=== THE TASK ===
Filter the entries down to the lines containing "house", and copy those lines.

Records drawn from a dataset

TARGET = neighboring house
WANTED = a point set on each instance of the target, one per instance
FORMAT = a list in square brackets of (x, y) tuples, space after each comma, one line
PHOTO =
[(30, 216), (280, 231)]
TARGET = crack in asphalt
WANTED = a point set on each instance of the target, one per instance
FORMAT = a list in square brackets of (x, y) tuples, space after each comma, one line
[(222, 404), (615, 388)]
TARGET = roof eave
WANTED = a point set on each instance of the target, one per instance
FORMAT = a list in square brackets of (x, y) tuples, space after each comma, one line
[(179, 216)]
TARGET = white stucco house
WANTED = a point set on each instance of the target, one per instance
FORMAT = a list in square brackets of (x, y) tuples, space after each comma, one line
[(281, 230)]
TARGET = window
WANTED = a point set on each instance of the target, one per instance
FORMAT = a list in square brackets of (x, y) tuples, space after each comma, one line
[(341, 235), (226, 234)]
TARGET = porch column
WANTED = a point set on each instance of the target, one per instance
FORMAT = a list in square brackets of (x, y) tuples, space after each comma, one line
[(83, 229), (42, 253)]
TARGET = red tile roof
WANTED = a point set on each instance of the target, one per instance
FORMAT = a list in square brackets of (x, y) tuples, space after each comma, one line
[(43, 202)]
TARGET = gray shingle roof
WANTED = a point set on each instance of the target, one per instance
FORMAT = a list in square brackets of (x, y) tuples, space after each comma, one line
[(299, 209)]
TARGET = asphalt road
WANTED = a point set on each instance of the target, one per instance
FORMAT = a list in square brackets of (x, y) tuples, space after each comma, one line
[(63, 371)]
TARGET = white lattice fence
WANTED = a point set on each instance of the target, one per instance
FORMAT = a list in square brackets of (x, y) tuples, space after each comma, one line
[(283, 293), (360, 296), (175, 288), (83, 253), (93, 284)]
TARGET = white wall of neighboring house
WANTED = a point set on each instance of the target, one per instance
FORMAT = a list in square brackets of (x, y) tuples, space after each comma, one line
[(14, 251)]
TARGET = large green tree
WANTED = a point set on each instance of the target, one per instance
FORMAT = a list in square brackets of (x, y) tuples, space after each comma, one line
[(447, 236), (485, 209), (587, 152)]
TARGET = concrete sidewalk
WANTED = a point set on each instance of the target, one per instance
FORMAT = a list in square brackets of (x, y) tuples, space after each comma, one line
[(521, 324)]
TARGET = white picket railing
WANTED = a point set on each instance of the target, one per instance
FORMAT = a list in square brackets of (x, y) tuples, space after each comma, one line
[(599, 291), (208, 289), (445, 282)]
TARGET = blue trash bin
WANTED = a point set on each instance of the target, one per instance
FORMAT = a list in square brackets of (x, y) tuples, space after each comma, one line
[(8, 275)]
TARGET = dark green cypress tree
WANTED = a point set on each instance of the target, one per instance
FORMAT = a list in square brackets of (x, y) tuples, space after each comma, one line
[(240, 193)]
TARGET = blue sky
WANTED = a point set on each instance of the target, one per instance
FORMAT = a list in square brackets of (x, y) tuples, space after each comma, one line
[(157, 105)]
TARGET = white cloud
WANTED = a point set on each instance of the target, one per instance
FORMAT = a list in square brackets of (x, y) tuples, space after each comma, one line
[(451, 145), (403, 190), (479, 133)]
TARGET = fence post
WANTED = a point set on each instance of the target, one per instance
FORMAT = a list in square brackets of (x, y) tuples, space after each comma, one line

=== ANSWER SPACE ===
TARGET = neighboring house
TARGET = white stucco house
TARGET = white wall of neighboring house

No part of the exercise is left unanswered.